→ SEZIONE DI TESTO:

+-------+

L’excursus di Raimondi ripercorre la linea di sviluppo degli studi vaniniani dal tardo rinascimento al libertinismo e alla modernità, che, secondo la ratio del Convegno o l’intenzione del suo organizzatore, ne rappresenta l’approdo.
Nel saggio di Domenico Fazio (UniSalento), che apre le relazioni dei convegnisti, “Sessant’anni di studi su Giulio Cesare Vanini all’Università del Salento” (pp. 29-45) si pone in risalto come la Renaissance vaniniana si leghi a questa Università, alle iniziative editoriali e di ricerca di Giovanni Papuli e del suo gruppo di lavoro, un ponte fra Antonio Corsano e gli studiosi delle ultime generazioni, Raimondi e Mario Carparelli in particolare. E’ ad essi che, secondo Fazio, “si devono alcune tappe fondamentali dell’attuale fase degli studi vaniniani, la fase, cioè, del pieno riconoscimento della statura europea del pensiero e dell’opera di Giulio Cesare Vanini” (p. 41).
Il saggio di Gabriella Sava (UniSalento) “Il sonno e i sogni nel De Admirandis” (pp. 47-74) parte da una trattazione del sonno e dei sogni dall’antichità ai tempi moderni, per soffermarsi su come Vanini considerava questa materia: “un’attività legata alla qualità e alla quantità dei cibi ingeriti, e, in generale, alla digestione degli alimenti”, che è una “conferma [del]l’adesione di Vanini al naturalismo materialistico” (p. 54).
Adele Spedicati (UniSalento) affronta “Il fenomeno teratologico nell’opera di Giulio Cesare Vanini” (pp. 75-89). Un argomento, questo, fra i più ambiguamente trattati dal filosofo. L’autrice passa in rassegna tutte le obiezioni che fa il Vanini alle diverse interpretazioni del fenomeno, in rapporto alla Provvidenza divina e alla necessità della natura. La studiosa conclude che “Il fenomeno teratologico, secondo il Vanini, trova una spiegazione all’interno della natura stessa intesa come un sistema di cause efficienti indipendente da ingerenze esterne” (p. 89).

+-------+

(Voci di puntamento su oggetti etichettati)

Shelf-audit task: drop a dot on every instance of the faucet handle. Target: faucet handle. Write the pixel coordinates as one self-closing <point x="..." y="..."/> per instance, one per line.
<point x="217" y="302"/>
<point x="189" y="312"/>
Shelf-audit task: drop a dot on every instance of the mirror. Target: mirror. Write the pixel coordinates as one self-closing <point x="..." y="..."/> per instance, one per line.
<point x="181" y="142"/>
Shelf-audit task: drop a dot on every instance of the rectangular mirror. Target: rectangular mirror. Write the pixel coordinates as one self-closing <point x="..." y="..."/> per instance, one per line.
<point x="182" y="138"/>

+-------+

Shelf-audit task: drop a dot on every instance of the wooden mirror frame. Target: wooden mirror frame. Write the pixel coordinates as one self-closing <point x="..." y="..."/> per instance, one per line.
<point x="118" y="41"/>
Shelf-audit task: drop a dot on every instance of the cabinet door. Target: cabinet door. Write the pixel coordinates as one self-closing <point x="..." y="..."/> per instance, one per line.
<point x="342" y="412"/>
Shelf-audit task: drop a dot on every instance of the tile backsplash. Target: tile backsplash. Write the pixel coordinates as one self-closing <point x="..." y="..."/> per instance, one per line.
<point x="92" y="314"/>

+-------+

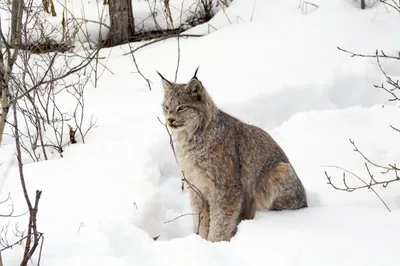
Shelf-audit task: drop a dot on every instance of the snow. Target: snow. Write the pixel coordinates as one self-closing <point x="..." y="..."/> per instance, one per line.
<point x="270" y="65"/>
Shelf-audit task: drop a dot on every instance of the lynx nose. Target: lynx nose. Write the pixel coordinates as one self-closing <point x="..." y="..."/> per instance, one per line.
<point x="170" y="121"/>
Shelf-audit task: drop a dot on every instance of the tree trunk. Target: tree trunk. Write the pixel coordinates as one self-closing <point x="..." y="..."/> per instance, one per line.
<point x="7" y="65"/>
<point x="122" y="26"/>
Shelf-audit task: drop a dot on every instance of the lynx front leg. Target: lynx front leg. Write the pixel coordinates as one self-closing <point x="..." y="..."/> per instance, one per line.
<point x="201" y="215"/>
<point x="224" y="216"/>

+-------+

→ ELENCO DEI COMPITI:
a) Mostra ogni riga che contiene la stringa "pixel", distinguendo tra maiuscole e minuscole.
b) Porta avanti il testo sugli studi vaniniani a partire dall'ultima frase riportata.
Il testo sugli studi vaniniani e le righe provengono da fonti diverse.

→ RISPOSTE PER COMPITO:
a)
Shelf-audit task: drop a dot on every instance of the faucet handle. Target: faucet handle. Write the pixel coordinates as one self-closing <point x="..." y="..."/> per instance, one per line.
Shelf-audit task: drop a dot on every instance of the mirror. Target: mirror. Write the pixel coordinates as one self-closing <point x="..." y="..."/> per instance, one per line.
Shelf-audit task: drop a dot on every instance of the rectangular mirror. Target: rectangular mirror. Write the pixel coordinates as one self-closing <point x="..." y="..."/> per instance, one per line.
Shelf-audit task: drop a dot on every instance of the wooden mirror frame. Target: wooden mirror frame. Write the pixel coordinates as one self-closing <point x="..." y="..."/> per instance, one per line.
Shelf-audit task: drop a dot on every instance of the cabinet door. Target: cabinet door. Write the pixel coordinates as one self-closing <point x="..." y="..."/> per instance, one per line.
Shelf-audit task: drop a dot on every instance of the tile backsplash. Target: tile backsplash. Write the pixel coordinates as one self-closing <point x="..." y="..."/> per instance, one per line.
Shelf-audit task: drop a dot on every instance of the snow. Target: snow. Write the pixel coordinates as one self-closing <point x="..." y="..."/> per instance, one per line.
Shelf-audit task: drop a dot on every instance of the lynx nose. Target: lynx nose. Write the pixel coordinates as one self-closing <point x="..." y="..."/> per instance, one per line.
Shelf-audit task: drop a dot on every instance of the tree trunk. Target: tree trunk. Write the pixel coordinates as one self-closing <point x="..." y="..."/> per instance, one per line.
Shelf-audit task: drop a dot on every instance of the lynx front leg. Target: lynx front leg. Write the pixel coordinates as one self-closing <point x="..." y="..."/> per instance, one per line.

b)
Sulla provvidenza divina nel rapporto Vanini-Aristotele discetta Ennio De Bellis (UniSalento) nella sua relazione “La riflessione di Giulio Cesare Vanini sulla trattazione aristotelica del Primo Motore” (pp. 93-103), che s’incentra su alcuni passi dell’Amphitheatrum ed ha carattere rigorosamente teoretico-teologico.
Su un argomento del De admirandis verte la relazione di Marcella Leopizzi (Università di Bari) “Il potere taumaturgico dei Re di Francia: Giulio Cesare Vanini e la ricerca della verità” (pp. 105-127). La Leopizzi parte dalla tradizione francese di attribuire al re il potere taumaturgico di guarire con un tocco i malati di scrofola, argomento che ricorre in un dialogo del De Admirandis. Anche qui vale la solita posizione di Vanini, oscillante “tra apparente ammissione del miracolo e latente insinuazione del dubbio” (p. 105). Ma in Vanini è solo uno dei tanti pretesti per mettere a confronto la credenza alla legittimità del Re e di Dio, ovvero del potere costituito e delle verità ‘accettate’, e le leggi di natura, che preludono ad “un mondo più ‘moderno’ e tollerante”.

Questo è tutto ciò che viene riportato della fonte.